### GIVEN EXERCISE A
In the zonal stats notebook, which statistic does the zone_stat function ask zonal_stats to compute?
### GIVEN EXERCISE B
Transcribe the zonal stats notebook from "### Functions" to "stats = 'sum')".
### GIVEN EXERCISE C
Translate this sentence from the zonal stats notebook into Spanish: "This function will calculate the zonal stats for each polygon within a raster."

### SOURCE EXCERPT
....................

# Zonal Stats

The objective of this notebook is to calculate zonal stats for a raster, given a set of polygons

1. Total population
2. Catagorical Values

### Dependencies

In [1]:
from rasterstats import zonal_stats
import rasterio
import geopandas as gpd
import operator

### Functions

In [2]:
def zone_stat(raster, band, polygon):
    """
    This function will calculate the zonal stats for each polygon within a raster
    requires gpd_df, raster, object and nodata value
    """
    
    band = raster.read(band)
    zone_stat = zonal_stats(polygon, band, affine=raster.meta['transform'], nodata = 0, stats = 'sum')

....................

### Excerpts from point annotation data
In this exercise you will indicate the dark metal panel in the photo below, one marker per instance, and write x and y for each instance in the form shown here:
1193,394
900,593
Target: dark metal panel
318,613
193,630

....................

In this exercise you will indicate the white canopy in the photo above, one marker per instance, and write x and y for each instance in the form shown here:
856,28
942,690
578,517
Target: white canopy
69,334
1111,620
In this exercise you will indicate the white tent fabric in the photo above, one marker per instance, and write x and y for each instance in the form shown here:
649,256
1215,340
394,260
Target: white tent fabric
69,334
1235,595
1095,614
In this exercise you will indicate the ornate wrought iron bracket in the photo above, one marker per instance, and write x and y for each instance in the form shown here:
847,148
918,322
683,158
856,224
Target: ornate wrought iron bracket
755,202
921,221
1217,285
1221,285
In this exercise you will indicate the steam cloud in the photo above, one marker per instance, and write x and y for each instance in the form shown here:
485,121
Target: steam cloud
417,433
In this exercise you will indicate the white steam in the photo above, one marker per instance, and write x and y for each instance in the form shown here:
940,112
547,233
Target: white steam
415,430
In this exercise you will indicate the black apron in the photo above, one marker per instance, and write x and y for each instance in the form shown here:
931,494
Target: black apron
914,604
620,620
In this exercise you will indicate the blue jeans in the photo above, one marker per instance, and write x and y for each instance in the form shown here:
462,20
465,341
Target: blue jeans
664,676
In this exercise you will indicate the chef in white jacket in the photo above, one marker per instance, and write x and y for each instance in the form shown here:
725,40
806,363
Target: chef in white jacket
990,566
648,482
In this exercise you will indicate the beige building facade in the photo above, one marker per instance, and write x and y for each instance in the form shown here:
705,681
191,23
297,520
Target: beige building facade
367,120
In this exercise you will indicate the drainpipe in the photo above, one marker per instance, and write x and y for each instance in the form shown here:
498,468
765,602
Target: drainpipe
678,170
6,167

....................

### COMPLETE ANSWER A
The sum (stats = 'sum').

### COMPLETE ANSWER B
### Functions

In [2]:
def zone_stat(raster, band, polygon):
    """
    This function will calculate the zonal stats for each polygon within a raster
    requires gpd_df, raster, object and nodata value
    """
    
    band = raster.read(band)
    zone_stat = zonal_stats(polygon, band, affine=raster.meta['transform'], nodata = 0, stats = 'sum')

### COMPLETE ANSWER C
Esta función calculará las estadísticas zonales para cada polígono dentro de un ráster.